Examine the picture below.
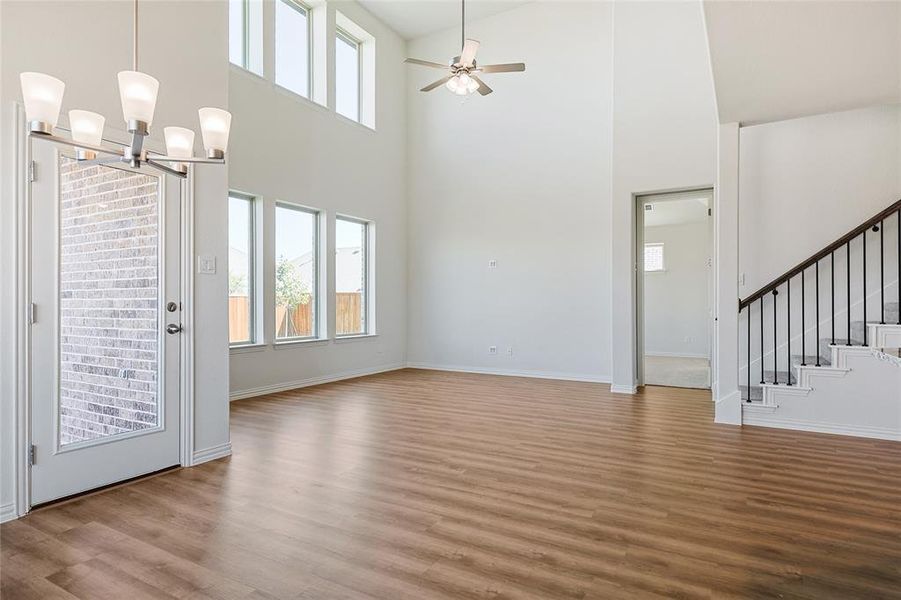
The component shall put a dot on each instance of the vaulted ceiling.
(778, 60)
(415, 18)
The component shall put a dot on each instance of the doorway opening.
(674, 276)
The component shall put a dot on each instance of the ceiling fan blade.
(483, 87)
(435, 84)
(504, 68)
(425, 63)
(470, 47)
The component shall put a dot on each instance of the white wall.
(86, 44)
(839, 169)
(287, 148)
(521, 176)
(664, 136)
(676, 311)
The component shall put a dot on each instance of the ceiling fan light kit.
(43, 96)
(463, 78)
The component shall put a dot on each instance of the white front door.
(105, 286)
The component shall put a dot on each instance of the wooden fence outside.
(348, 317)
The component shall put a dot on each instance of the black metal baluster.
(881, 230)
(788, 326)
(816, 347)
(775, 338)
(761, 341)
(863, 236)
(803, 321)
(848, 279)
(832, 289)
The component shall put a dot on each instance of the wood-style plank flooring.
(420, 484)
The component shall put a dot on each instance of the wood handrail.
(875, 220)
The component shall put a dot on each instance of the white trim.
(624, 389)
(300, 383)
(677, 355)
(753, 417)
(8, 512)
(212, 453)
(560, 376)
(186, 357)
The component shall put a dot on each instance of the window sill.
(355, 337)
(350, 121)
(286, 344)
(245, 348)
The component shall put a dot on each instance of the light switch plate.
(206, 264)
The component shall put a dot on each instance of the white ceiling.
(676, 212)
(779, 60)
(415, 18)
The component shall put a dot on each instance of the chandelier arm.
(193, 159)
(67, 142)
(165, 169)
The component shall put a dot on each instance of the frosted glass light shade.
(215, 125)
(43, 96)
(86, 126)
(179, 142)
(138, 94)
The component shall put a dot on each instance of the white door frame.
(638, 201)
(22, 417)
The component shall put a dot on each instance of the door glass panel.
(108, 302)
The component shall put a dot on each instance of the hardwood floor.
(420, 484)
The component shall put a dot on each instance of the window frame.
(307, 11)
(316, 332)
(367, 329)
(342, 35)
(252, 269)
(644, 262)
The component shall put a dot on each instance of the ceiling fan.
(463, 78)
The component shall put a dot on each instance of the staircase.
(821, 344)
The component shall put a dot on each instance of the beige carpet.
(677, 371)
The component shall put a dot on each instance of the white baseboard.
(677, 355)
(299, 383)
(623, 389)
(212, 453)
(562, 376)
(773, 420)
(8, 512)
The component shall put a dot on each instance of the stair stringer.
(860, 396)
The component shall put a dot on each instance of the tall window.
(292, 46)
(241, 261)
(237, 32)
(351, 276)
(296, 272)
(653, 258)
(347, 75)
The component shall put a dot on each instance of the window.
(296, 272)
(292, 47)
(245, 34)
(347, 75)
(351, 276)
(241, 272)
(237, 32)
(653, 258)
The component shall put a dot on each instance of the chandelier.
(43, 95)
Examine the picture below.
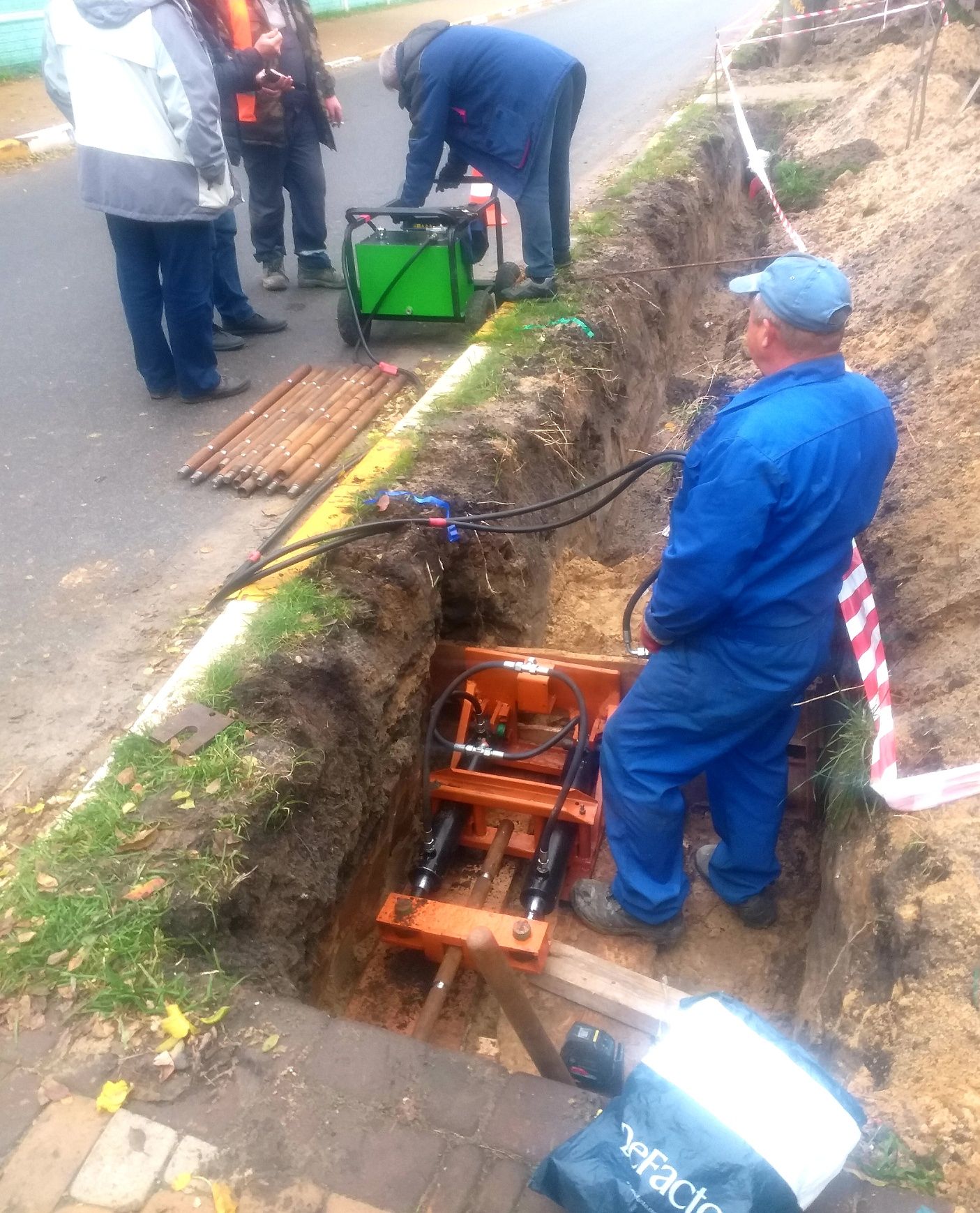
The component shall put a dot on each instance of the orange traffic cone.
#####
- _What is being asked_:
Could you repeat all of the material exactly? Pictures should not be copied.

- _Solution_:
Examine the picture below.
The component shall put a dot on each instance of the vaulted ceiling.
(778, 60)
(415, 18)
The component shall put a dot on each instance of the doorway opening.
(674, 276)
The component shall put a dot on each instance of the ceiling fan blade.
(483, 87)
(435, 84)
(504, 68)
(425, 63)
(470, 47)
The component shall put a dot on each instance of the white wall.
(86, 44)
(839, 169)
(287, 148)
(521, 176)
(664, 136)
(676, 311)
The component shall put a dot on each instance of the ceiling fan light kit.
(43, 96)
(463, 78)
The component shall put a dot on each instance of the white front door.
(105, 286)
The component shall put a dot on each instance of the wooden fence outside.
(348, 317)
The component shall put a dot on each instance of the black metal baluster.
(881, 230)
(788, 326)
(816, 347)
(775, 338)
(761, 341)
(863, 236)
(803, 321)
(848, 279)
(832, 289)
The component shall put a dot on each instance of the wood-style plank flooring.
(420, 484)
The component shall put a dot on each instance of the wood handrail.
(875, 220)
The component shall put a dot on each instance of the white trim.
(624, 389)
(300, 383)
(677, 355)
(753, 417)
(8, 512)
(212, 453)
(560, 376)
(186, 357)
The component shall put a dot on each instance of the window sill.
(355, 337)
(350, 121)
(286, 344)
(245, 348)
The component shall put a dot on each instance of the light switch plate.
(206, 264)
The component shall put a dot on each instance of the white ceiling.
(676, 212)
(779, 60)
(415, 18)
The component shall put a dot on each instance of the chandelier arm.
(193, 159)
(67, 142)
(165, 169)
The component shall put a dot on each instance of the frosted glass light shade.
(215, 125)
(43, 96)
(86, 126)
(179, 142)
(138, 94)
The component shall put a dot on each instance of the white door frame.
(638, 201)
(22, 417)
The component shall put a dot on each instance of the door glass panel.
(108, 302)
The component shall put a dot on each instance of the hardwood floor.
(420, 484)
The component shall put a dot on each instance of the window frame.
(307, 11)
(316, 332)
(367, 329)
(342, 35)
(252, 269)
(644, 262)
The component shall put a dot on each instance of the ceiling fan.
(463, 78)
The component shall put a dot on each instance of the staircase.
(821, 344)
The component shall put a dot on each instance of the beige carpet.
(677, 371)
The component shall put a dot on each instance of the white baseboard.
(677, 355)
(299, 383)
(623, 389)
(212, 453)
(562, 376)
(773, 420)
(8, 512)
The component shall put a dot on each instance of the stair stringer.
(860, 396)
The component shall put a dot on each instance of the tall window.
(292, 46)
(241, 261)
(237, 32)
(351, 276)
(296, 272)
(653, 258)
(347, 75)
The component shall put a dot on each instance of the window.
(296, 272)
(292, 47)
(245, 34)
(347, 75)
(351, 276)
(241, 272)
(237, 32)
(653, 258)
The component shall put a dot on each instance of the chandelier.
(43, 95)
Examine the picture below.
The component shall put a dot on each instance of the orange traffic cone.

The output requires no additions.